Box-labeled dataset extracts
━━━━━━━━━━━━━━━━━━━━━━━━━━━━━━
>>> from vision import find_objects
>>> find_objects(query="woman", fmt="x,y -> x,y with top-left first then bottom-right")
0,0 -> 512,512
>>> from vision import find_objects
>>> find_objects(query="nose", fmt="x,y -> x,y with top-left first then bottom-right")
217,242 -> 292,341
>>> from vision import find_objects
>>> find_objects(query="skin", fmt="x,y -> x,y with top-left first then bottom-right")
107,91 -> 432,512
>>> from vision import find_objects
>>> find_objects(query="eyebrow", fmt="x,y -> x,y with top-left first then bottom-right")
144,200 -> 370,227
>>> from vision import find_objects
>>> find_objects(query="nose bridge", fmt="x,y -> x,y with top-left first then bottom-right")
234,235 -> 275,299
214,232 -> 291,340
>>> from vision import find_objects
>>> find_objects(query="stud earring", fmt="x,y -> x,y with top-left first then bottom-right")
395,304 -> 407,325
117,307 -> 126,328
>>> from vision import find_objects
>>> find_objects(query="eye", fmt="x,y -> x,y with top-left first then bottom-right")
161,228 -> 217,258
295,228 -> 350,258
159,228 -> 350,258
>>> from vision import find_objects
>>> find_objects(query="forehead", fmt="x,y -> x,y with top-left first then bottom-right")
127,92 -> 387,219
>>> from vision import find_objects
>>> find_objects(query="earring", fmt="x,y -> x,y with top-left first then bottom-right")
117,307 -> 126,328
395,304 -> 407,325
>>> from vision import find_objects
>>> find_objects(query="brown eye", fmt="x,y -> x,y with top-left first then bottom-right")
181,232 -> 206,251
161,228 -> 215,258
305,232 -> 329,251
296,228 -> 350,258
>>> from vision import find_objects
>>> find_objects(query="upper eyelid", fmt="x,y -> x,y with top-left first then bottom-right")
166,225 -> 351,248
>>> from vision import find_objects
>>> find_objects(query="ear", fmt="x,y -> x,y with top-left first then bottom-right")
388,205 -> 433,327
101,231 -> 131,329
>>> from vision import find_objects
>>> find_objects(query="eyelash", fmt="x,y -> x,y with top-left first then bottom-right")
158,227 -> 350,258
━━━━━━━━━━━━━━━━━━━━━━━━━━━━━━
**TASK:**
How many lines in the material above contain the string "nose"? Reply with the number alone.

**REPLY:**
2